Required tasks -
A - In the scalping discussion, within what distance did the commenter buy up 3DS units from stores?
B - For each statement, say whether it agrees with the scalping discussion, giving yes or no and the exact words of the discussion that decide it: (i) The commenter who bought 3DS units slept in the car with a brother. (ii) One commenter wants concert tickets resold at any price the market will bear. (iii) Consignment stores that sell sneakers at higher prices have their own collaboration with Adidas.

Selected excerpt -
↓

Actually you are a bit off.
I don't usually scalp but let me tell you this, when 3DS was sold out this past holiday. I drove out in below 0 degree weather during a snow storm and bought them all where I could find in stores within 150 miles. Me and my brother slept in the car at night in the cold. Sure the people who bought our 3DS paid more than MSRP but they didn't have to go out in the cold to look for them and even if they looked, they might not find it. So we did provide them a good service.
Nothing really forces people to pay inflated prices for plastic shit. You're fucking dumb to pay like $300 or whatever for stuff like the NES classic or hatchimals, but people do. That's on them.
Just pass or wait for the demand to die down. Or go wait in line at 3 am too.
Whatever makes you sleep better at night lol.
What about the people who also went out in 0 degree weather but couldn't get one because you bought them all up?
Bully for them I guess eh?
Scalpers are fucking leeches and scumbags. That being said, if you've got no other choice it's better than starving.
A fool and their money are easily parted.
If you are so desperate that you can't wait for supply to increase and prices to drop, or you're incapable of teaching your kids patience, then I've got little sympathy for those who buy from scalpers.
I'm enjoying the discussion, and I'll agree on that front as well.
But let me play devil's advocate. So a really popular on the go oil brand is selling for a difference price online than in retail ( no idea why), and on Amazon itself it is sold out. A few people contacted me directly because they bought the item online from me before, and was willing to pay the price of what it was going online. Am I now helping those ten people, and also Amazon fulfillment center workers have more task to do? In effect having the same outcome you wanted.
I am still hurting those retail individuals though base on your example.
And if the supply is rare and limited by design?
My answer to the last individual is what I would partially put to kind of get the ball rolling.
Now I want to kind of know your opinion on just retail arbitrage individuals. People who buy deals they find, and just sell online at MSRP and current market.
They're scum.
I don't care about the people willing to pay a higher price or whatever.
But when you can't buy something because opportunistic arseholes have gotten in there to make a profit that is shit.
Like concert tickets. They sell out immediately because of bot users etc. And then on reselling sites the tickets are listed at inflated prices.
I think Ticketmaster own a reselling website called StubHub so they even profit off it.
It's also why for something like the switch I had to wake up early, refresh the page and get in early just to secure one.
I'm sure at least 40% of preorderers are scalpers.
It's slightly better because your not aggressively trying to fuck consumers but in the end what actual service have you provided? You're still a leech.
I think we have a perfect example in the sneaker market. The companies are usually aware, and embraces it on some level. A lot of consumers accept it in that market.
Consignment stores that sell at higher prices even have their own sneakers collaboration with Nike.
I don't know other markets as well, but that's my own personal experience.
Scalping tickets is the lowest of the low. It should be banned with id matching the ticket required at every concert. Reselling allowed in a controlled manner for face price.
It's slightly better because your not aggressively trying to fuck consumers but in the end what actual service have you provided? You're still a leech.

↑

[Stored records]
↓

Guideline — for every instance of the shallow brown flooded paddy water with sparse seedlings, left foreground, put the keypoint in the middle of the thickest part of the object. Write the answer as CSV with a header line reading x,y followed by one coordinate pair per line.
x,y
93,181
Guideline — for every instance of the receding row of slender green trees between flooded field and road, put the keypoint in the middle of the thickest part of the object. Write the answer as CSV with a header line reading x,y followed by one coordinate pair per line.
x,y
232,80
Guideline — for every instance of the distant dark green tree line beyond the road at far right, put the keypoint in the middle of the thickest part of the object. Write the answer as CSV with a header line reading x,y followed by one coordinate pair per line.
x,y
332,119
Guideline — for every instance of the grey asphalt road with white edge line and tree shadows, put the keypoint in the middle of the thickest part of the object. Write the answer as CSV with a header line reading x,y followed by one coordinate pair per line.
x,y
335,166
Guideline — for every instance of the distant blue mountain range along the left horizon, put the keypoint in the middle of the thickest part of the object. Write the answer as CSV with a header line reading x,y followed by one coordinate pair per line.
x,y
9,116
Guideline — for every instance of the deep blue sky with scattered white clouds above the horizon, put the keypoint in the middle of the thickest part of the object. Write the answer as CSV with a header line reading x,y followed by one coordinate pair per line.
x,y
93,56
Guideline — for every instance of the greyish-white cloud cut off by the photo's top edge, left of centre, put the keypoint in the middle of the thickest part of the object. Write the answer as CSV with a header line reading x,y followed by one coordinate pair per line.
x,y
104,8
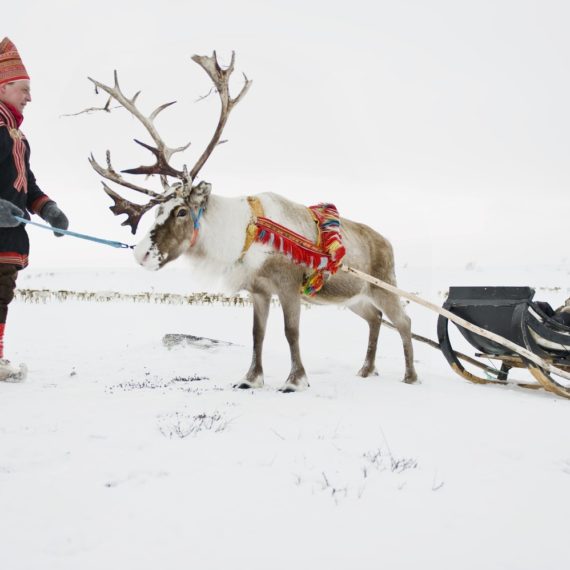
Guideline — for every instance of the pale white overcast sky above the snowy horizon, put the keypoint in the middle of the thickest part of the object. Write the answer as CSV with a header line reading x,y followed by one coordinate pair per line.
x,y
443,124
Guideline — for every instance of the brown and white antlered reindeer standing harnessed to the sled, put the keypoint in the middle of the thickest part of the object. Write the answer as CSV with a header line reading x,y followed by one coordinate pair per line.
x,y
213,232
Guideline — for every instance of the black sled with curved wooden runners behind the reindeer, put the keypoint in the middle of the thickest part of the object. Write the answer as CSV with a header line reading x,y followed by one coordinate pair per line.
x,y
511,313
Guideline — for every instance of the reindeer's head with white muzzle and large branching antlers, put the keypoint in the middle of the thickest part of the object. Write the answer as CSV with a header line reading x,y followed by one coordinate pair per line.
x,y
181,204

↑
↓

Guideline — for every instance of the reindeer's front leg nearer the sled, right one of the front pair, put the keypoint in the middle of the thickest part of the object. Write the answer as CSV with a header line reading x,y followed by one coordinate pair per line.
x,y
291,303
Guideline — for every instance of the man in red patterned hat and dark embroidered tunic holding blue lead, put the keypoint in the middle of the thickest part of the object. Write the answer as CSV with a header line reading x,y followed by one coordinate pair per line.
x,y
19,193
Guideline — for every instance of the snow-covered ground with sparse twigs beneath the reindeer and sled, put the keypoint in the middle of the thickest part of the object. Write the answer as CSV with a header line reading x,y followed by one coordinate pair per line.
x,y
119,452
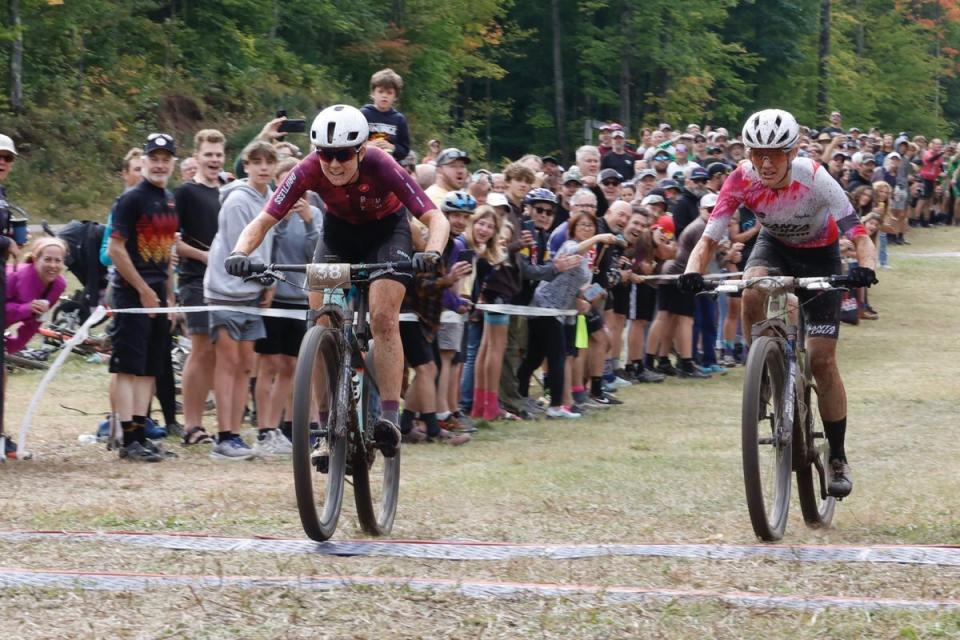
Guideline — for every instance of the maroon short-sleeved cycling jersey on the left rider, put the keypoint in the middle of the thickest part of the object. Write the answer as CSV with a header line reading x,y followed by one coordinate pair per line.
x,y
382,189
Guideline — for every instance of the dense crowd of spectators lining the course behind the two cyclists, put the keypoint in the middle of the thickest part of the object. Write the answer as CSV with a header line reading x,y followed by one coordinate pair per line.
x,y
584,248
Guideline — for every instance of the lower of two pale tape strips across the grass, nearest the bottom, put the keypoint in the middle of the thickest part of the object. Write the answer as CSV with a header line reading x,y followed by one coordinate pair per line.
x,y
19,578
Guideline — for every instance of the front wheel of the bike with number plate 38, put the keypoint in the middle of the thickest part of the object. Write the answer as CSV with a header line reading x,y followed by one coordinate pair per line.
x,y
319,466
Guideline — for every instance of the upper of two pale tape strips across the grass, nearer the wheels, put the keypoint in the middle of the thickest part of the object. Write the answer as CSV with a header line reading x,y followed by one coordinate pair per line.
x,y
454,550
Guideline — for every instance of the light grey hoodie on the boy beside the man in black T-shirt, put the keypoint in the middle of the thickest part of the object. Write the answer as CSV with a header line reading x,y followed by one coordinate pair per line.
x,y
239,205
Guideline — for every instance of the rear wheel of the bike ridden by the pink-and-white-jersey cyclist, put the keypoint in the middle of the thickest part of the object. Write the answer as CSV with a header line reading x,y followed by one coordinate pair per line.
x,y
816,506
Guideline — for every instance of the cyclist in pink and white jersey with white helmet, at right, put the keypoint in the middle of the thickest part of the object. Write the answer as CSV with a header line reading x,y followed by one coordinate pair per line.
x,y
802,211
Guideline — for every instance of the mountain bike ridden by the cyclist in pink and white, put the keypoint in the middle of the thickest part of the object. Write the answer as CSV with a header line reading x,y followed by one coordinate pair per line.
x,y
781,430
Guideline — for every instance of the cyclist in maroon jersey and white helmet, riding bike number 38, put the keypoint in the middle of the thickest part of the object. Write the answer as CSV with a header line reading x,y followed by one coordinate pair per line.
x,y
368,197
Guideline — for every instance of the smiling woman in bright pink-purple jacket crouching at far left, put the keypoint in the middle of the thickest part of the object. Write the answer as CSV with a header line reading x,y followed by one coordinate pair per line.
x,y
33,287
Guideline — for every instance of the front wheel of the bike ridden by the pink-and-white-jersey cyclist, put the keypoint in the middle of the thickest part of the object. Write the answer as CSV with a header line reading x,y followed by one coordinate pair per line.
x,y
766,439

↑

Problem solutions -
A - Within 150 miles.

B -
(i) Yes: "Me and my brother slept in the car at night in the cold."
(ii) No: "Reselling allowed in a controlled manner for face price."
(iii) No: "Consignment stores that sell at higher prices even have their own sneakers collaboration with Nike."